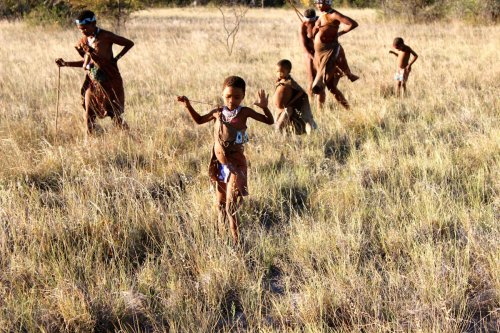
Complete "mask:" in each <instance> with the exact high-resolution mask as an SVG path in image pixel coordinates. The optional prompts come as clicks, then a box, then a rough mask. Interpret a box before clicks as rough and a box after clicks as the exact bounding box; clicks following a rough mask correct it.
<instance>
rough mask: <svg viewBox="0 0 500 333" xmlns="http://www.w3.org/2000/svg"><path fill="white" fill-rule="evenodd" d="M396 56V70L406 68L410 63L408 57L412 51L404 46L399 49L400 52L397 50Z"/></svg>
mask: <svg viewBox="0 0 500 333" xmlns="http://www.w3.org/2000/svg"><path fill="white" fill-rule="evenodd" d="M397 54H398V60H397V63H398V68H406V67H407V66H408V63H409V61H410V55H411V54H412V49H411V48H410V47H409V46H407V45H405V46H403V47H402V48H401V50H397Z"/></svg>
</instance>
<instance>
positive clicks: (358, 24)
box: [333, 12, 359, 37]
mask: <svg viewBox="0 0 500 333" xmlns="http://www.w3.org/2000/svg"><path fill="white" fill-rule="evenodd" d="M333 15H335V18H336V19H337V20H339V21H340V23H342V24H344V25H345V27H343V28H342V30H341V31H339V32H338V33H337V37H340V36H342V35H345V34H346V33H348V32H349V31H351V30H353V29H356V28H357V27H358V26H359V24H358V22H356V21H354V20H353V19H352V18H350V17H348V16H345V15H342V14H340V13H339V12H335V13H334V14H333Z"/></svg>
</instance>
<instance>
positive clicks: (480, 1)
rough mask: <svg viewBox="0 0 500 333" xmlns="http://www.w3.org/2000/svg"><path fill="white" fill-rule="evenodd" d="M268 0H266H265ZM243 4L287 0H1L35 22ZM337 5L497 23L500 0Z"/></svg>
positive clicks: (278, 3) (447, 18) (7, 5)
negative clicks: (144, 12)
mask: <svg viewBox="0 0 500 333" xmlns="http://www.w3.org/2000/svg"><path fill="white" fill-rule="evenodd" d="M262 2H264V3H262ZM294 2H295V3H296V4H299V3H300V4H301V6H302V7H309V6H313V4H312V1H311V0H300V1H299V0H294ZM220 4H222V5H231V4H243V5H248V6H256V7H261V6H265V7H281V6H287V5H288V3H287V0H244V1H236V0H233V1H231V0H1V2H0V18H4V19H5V18H7V19H16V18H25V19H28V20H30V21H32V22H36V23H43V22H50V23H59V24H63V25H64V24H67V23H70V22H71V20H72V18H73V17H74V16H75V14H76V13H77V12H78V11H80V10H81V9H82V8H90V9H92V10H94V11H95V12H96V13H98V14H99V16H100V17H102V18H107V19H111V20H115V21H117V22H120V21H123V20H125V19H126V18H127V17H128V15H129V14H130V13H131V12H133V11H135V10H139V9H142V8H147V7H153V6H156V7H165V6H193V5H220ZM334 5H335V6H350V7H361V8H363V7H372V8H378V9H380V10H381V13H383V14H384V15H385V16H387V17H391V18H392V17H393V18H403V19H405V20H407V21H410V22H418V21H429V20H438V19H460V20H469V21H474V22H479V23H497V22H498V20H499V18H500V0H340V1H334Z"/></svg>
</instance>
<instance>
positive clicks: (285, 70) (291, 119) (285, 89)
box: [274, 59, 317, 134]
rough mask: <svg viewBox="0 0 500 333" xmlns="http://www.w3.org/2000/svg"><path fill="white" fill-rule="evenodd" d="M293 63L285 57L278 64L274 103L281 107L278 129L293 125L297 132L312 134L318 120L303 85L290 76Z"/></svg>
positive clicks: (302, 133) (300, 132) (294, 129)
mask: <svg viewBox="0 0 500 333" xmlns="http://www.w3.org/2000/svg"><path fill="white" fill-rule="evenodd" d="M291 71H292V63H291V62H290V61H289V60H286V59H283V60H280V61H278V63H277V64H276V74H277V75H278V79H277V80H276V91H275V94H274V104H275V105H276V107H277V108H278V109H279V110H278V113H277V115H276V130H277V131H280V132H281V131H283V130H284V129H285V128H287V127H292V130H293V131H294V132H295V134H304V133H307V134H311V131H312V130H313V129H316V127H317V126H316V122H315V121H314V119H313V116H312V113H311V106H310V105H309V98H308V96H307V93H306V92H305V91H304V89H302V87H301V86H299V85H298V84H297V82H295V80H294V79H293V78H292V77H291V76H290V72H291Z"/></svg>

*Task requirements*: Word for word, repeat the material above and drop the pictures.

*Reply*:
Complete "mask:" in each <instance> with the exact high-resolution mask as an SVG path in image pixel coordinates. The optional prompts come as clicks, then a box, then a rough mask. Interpret a box before clicks as rough and a box after clicks as the exact bounding box; clicks following a rough mask correct it.
<instance>
rough mask: <svg viewBox="0 0 500 333" xmlns="http://www.w3.org/2000/svg"><path fill="white" fill-rule="evenodd" d="M396 56V70L406 68L410 63L408 57L412 51L404 46L399 49L400 52L397 50Z"/></svg>
mask: <svg viewBox="0 0 500 333" xmlns="http://www.w3.org/2000/svg"><path fill="white" fill-rule="evenodd" d="M397 54H398V60H397V63H398V68H406V67H407V66H408V63H409V61H410V55H411V54H412V49H411V48H410V47H409V46H407V45H405V46H403V47H402V48H401V50H397Z"/></svg>
</instance>
<instance>
positive clicks: (358, 24)
box: [333, 12, 359, 37]
mask: <svg viewBox="0 0 500 333" xmlns="http://www.w3.org/2000/svg"><path fill="white" fill-rule="evenodd" d="M333 15H335V18H336V19H337V20H339V21H340V23H342V24H344V25H345V27H343V28H342V30H341V31H339V32H338V33H337V37H340V36H342V35H345V34H346V33H348V32H349V31H351V30H353V29H356V28H357V27H358V26H359V24H358V22H356V21H354V20H353V19H352V18H350V17H348V16H345V15H342V14H340V13H339V12H335V13H334V14H333Z"/></svg>
</instance>
<instance>
positive clicks: (480, 1)
rough mask: <svg viewBox="0 0 500 333" xmlns="http://www.w3.org/2000/svg"><path fill="white" fill-rule="evenodd" d="M268 0H266H265ZM243 4L287 0H1L35 22ZM337 5L497 23L500 0Z"/></svg>
positive clicks: (278, 3) (447, 18) (7, 5)
negative clicks: (144, 12)
mask: <svg viewBox="0 0 500 333" xmlns="http://www.w3.org/2000/svg"><path fill="white" fill-rule="evenodd" d="M262 2H264V3H262ZM294 2H295V3H296V4H299V3H300V4H301V6H302V7H309V6H313V4H312V1H311V0H300V1H299V0H294ZM220 4H222V5H231V4H243V5H248V6H256V7H261V6H265V7H281V6H287V5H288V3H287V0H244V1H236V0H233V1H231V0H1V2H0V18H4V19H5V18H7V19H16V18H25V19H28V20H30V21H32V22H36V23H43V22H50V23H59V24H63V25H64V24H67V23H70V22H71V20H72V18H73V17H74V16H75V14H76V13H77V12H78V11H80V10H81V9H82V8H90V9H92V10H94V11H95V12H96V13H98V14H99V16H100V17H102V18H107V19H111V20H115V21H117V22H120V21H123V20H125V19H126V18H127V17H128V15H129V14H130V13H131V12H133V11H135V10H139V9H142V8H147V7H153V6H156V7H165V6H193V5H220ZM334 5H335V6H350V7H361V8H363V7H372V8H378V9H380V10H381V13H383V14H384V15H385V16H387V17H391V18H392V17H393V18H403V19H405V20H407V21H410V22H418V21H429V20H438V19H460V20H469V21H474V22H479V23H497V22H498V20H499V18H500V0H340V1H334Z"/></svg>
</instance>
<instance>
positive clicks: (285, 70) (291, 119) (285, 89)
box: [274, 59, 317, 134]
rough mask: <svg viewBox="0 0 500 333" xmlns="http://www.w3.org/2000/svg"><path fill="white" fill-rule="evenodd" d="M293 63L285 57L278 64L274 103L281 107L278 129L293 125L297 132L312 134L318 120L303 85L290 76Z"/></svg>
positive clicks: (302, 133) (300, 132) (294, 129)
mask: <svg viewBox="0 0 500 333" xmlns="http://www.w3.org/2000/svg"><path fill="white" fill-rule="evenodd" d="M291 71H292V63H291V62H290V61H289V60H286V59H283V60H280V61H278V63H277V64H276V74H277V75H278V79H277V80H276V91H275V94H274V104H275V105H276V107H277V108H278V109H279V110H278V113H277V115H276V130H277V131H280V132H281V131H283V130H284V129H285V128H287V127H292V130H293V131H294V132H295V134H304V133H307V134H311V131H312V130H313V129H316V127H317V126H316V122H315V121H314V119H313V116H312V113H311V106H310V105H309V98H308V96H307V93H306V92H305V91H304V89H302V87H301V86H299V85H298V84H297V82H295V80H294V79H293V78H292V77H291V76H290V72H291Z"/></svg>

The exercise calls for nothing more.